> REQUIREMENT 1
In the records, edit the lines starting with the line with "Annotation guideline. For every instance of the brick veneer" and going on through the line with "[(570, 249), (38, 251)]" so that "brick veneer wall" becomes "stone veneer wall", with all else unchanged, and give back only those lines.

> READING TEXT

════

Zero-Knowledge Proofs

How to prove you know (or have) something without giving up any information about what it is you know

Grayblock
Coinmonks
Published in
11 min readNov 26, 2018

--

In open blockchains like Bitcoin, Ethereum and many others, the transaction is public and open to all, showing who is sending it, who is receiving it and how much is changing hands. You can then see into all transactions in an out of those addresses, revealing their whole history. This level of openness makes many uncomfortable. So how can we make things a little more private?

How do you hide how much you are transacting, the data you are sending or your identity?

One simple solution could be hashing the entire transaction with the public key of the recipient, making it only readable by them. This is a great solution but this creates a couple issues. That data in the output is used for validating the transaction, populating the wallet with data and serves as the input to future outputs. Hiding that data behind a hash would therefore make it unavailable. Otherwise this is a great solution. Maybe we can solve these issues one by one. First, we have to prove that the data within the encrypted transaction is valid without giving up our privacy.

════

> REQUIREMENT 2
In the text on zero-knowledge proofs, what simple solution would make a transaction readable only by its recipient?

════

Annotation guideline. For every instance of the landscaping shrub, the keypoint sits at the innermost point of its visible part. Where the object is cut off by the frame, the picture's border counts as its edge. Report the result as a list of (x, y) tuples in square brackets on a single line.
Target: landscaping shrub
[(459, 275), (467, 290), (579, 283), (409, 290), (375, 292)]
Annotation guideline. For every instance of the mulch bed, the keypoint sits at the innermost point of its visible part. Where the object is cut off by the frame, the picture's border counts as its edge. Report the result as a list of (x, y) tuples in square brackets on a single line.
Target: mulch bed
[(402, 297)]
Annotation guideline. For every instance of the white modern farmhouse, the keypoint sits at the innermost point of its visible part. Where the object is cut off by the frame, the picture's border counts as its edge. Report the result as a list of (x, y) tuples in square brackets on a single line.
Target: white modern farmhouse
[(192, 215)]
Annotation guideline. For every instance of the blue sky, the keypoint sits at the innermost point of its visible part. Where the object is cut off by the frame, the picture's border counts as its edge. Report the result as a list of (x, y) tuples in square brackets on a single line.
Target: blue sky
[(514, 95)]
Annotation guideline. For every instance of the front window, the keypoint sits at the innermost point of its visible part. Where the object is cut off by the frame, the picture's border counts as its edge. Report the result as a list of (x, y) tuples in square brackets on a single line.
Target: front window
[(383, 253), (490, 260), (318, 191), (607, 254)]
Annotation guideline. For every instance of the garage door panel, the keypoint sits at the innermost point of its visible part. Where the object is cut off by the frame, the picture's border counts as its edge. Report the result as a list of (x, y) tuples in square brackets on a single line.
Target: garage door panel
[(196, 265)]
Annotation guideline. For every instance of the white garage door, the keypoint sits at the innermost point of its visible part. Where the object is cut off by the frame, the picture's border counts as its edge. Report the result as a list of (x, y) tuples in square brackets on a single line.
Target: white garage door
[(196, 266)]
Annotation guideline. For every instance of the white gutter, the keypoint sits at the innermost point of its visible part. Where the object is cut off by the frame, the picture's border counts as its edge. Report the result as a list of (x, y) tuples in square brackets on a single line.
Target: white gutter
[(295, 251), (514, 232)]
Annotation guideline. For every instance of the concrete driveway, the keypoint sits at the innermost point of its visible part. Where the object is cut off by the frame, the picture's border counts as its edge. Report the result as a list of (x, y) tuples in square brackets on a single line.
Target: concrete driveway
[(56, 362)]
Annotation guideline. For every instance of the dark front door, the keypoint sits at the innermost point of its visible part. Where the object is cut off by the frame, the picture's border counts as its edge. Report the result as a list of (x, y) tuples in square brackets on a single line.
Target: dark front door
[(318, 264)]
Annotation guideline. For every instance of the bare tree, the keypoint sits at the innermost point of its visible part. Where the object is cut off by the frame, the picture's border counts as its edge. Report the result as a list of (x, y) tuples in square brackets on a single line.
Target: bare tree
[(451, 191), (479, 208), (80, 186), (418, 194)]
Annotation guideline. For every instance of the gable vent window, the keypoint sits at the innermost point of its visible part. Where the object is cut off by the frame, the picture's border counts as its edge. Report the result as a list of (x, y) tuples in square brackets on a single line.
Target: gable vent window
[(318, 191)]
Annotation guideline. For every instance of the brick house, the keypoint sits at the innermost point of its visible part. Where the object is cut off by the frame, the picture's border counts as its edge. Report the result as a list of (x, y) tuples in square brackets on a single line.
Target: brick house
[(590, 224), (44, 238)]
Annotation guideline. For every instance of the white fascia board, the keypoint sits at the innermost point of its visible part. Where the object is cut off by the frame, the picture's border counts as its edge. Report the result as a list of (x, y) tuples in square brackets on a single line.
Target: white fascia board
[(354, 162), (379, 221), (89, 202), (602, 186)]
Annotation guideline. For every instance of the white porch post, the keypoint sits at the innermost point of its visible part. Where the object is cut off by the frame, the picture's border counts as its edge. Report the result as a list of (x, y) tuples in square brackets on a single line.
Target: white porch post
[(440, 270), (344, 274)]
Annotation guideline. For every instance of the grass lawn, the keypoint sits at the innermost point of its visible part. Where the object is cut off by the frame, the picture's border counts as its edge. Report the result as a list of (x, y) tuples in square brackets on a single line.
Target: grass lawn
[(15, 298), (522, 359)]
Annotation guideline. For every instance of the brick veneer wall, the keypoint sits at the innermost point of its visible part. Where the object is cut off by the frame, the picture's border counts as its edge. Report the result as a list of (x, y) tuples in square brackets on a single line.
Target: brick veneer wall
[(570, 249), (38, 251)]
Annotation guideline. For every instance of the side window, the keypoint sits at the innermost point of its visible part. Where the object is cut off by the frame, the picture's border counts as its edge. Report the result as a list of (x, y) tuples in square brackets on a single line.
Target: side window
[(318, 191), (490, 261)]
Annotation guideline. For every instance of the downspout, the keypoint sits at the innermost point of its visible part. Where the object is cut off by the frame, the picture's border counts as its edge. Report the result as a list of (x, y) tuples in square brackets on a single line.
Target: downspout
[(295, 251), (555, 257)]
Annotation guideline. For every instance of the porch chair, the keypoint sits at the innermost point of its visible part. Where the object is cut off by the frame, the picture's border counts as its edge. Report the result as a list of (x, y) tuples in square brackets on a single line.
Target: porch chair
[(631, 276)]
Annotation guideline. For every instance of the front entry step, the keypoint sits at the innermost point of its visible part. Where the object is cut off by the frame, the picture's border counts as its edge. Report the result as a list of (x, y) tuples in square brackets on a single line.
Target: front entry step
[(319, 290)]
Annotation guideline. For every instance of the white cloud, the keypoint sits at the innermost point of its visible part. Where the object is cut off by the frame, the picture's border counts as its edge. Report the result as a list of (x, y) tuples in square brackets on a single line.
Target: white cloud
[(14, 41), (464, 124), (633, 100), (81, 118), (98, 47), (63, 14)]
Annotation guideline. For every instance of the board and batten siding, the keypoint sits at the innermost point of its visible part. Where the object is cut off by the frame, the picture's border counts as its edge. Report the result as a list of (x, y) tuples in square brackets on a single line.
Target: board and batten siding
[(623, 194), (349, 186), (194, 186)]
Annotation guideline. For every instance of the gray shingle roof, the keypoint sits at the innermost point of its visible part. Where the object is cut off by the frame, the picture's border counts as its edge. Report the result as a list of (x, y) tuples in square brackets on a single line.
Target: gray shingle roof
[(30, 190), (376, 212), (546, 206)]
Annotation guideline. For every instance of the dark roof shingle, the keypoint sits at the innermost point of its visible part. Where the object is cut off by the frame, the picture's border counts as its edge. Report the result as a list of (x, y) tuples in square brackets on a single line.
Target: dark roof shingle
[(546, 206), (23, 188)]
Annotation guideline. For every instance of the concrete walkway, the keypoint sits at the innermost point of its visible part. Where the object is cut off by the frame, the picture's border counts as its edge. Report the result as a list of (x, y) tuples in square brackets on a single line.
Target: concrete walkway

════

> EXERCISE RESPONSE 1
Annotation guideline. For every instance of the stone veneer wall, the keypoint sits at the innermost point of its visible part. Where the object is cut off by the frame, the picture's border counts as its edge. Report the result as a list of (x, y) tuples in square brackets on a single line.
Target: stone veneer wall
[(570, 249), (38, 251)]

> EXERCISE RESPONSE 2
Hashing the entire transaction with the public key of the recipient.